- _TEXT PASSAGE_:
Billy Gomberg: Days
The Land Of

Haruki: To Humble A Nest
The Land Of

The Land Of's latest releases perpetuate the label's reputation for understated sound sculpting, the first of which comes from Billy Gomberg, a Chicago-born and Brooklyn-based musician and video artist who uses analog synthesis, digital treatments, acoustic recordings, and custom programming to produce “acoustics in love with their abstraction,” and the second from Haruki (Gent, Belgium-based Boris Snauwaert).

On the forty-minute Days, Gomberg's tracks are constituted by patiently-unfolding improvisations of feathery textures and melodic fragments, the electronically-treated music defining itself more as a translucent mass of interwoven sounds rather than as a hierarchical structure with melody at the forefront and a rhythm pattern behind it. Gomberg's is a low-level approach that demands an attentive ear in order to be appreciated; put simply, a given track features lots of activity during its meander but one must lean in closely to hear it. Following a given track's trajectory, one also becomes aware of the sensitivity with which Gomberg intuitively shapes the material from moment to moment—carefully adding a sound here and accentuating another there. In “Exposures,” tiny pebbles of pitter-pattering electronic sounds ripple alongside Gomberg's wordless vocal musings and dabs of treated piano. “Darkened” includes the voice of Anne Guthrie, Gomberg's Fraufraulein partner, though one could easily misidentify her voice as some purely electronically-generated sound, given the degree of transformation in play (apparently she recorded herself singing an old folk song in both Swedish and English, then mixed them together using software, and passed the results along to Gomberg who incorporated them into two of the album's tracks). When a few piano notes appear through the mist one minute into “Lights From Her Body,” the effect is almost startling, so habituated has the listener become by then to Gomberg's electronic style. It's nevertheless a reminder that Days' pieces are rooted in acoustic recordings of piano and voice, even if such sounds have been radically transformed. “Glass Negatives” pushes the style to its zenith with softly glimmering piano notes dotting a windswept mass that extends itself across a dozen, time-suspending minutes.

- _MATERIAL SHOWN_:

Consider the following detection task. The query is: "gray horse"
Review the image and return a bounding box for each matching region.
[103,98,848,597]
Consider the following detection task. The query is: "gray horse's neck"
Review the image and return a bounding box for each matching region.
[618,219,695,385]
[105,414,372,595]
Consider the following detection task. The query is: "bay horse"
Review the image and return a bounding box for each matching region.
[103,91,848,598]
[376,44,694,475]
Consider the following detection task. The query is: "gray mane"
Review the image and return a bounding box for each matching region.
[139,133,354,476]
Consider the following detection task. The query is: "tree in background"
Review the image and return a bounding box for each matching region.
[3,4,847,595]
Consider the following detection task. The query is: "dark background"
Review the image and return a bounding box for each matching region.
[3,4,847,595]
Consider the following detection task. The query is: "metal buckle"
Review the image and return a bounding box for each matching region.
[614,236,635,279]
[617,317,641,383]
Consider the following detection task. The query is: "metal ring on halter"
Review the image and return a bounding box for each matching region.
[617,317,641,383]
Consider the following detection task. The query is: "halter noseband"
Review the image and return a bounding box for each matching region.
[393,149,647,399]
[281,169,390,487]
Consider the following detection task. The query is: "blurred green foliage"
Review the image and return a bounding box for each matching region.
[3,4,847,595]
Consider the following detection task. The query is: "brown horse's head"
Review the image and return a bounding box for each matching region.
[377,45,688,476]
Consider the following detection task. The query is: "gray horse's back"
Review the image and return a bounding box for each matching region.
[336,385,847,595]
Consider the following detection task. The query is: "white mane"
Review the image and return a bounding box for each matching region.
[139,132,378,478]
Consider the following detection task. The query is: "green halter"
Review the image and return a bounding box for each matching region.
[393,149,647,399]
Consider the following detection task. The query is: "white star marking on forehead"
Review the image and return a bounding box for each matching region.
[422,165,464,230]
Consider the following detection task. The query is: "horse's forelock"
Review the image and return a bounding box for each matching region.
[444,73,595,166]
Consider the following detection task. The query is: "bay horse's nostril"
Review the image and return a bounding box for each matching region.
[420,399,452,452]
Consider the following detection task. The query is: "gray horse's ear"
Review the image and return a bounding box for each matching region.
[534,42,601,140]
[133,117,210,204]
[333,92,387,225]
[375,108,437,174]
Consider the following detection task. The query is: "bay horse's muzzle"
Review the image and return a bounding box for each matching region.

- _PROBLEM REQUIREMENTS_:
From the review of the Land Of releases above, repeat word for word the stretch that opens with the words containing "Billy Gomberg: Days" and closes with "Belgium-based Boris Snauwaert).".

- _COMPLETED TASK_:
Billy Gomberg: Days
The Land Of

Haruki: To Humble A Nest
The Land Of

The Land Of's latest releases perpetuate the label's reputation for understated sound sculpting, the first of which comes from Billy Gomberg, a Chicago-born and Brooklyn-based musician and video artist who uses analog synthesis, digital treatments, acoustic recordings, and custom programming to produce “acoustics in love with their abstraction,” and the second from Haruki (Gent, Belgium-based Boris Snauwaert).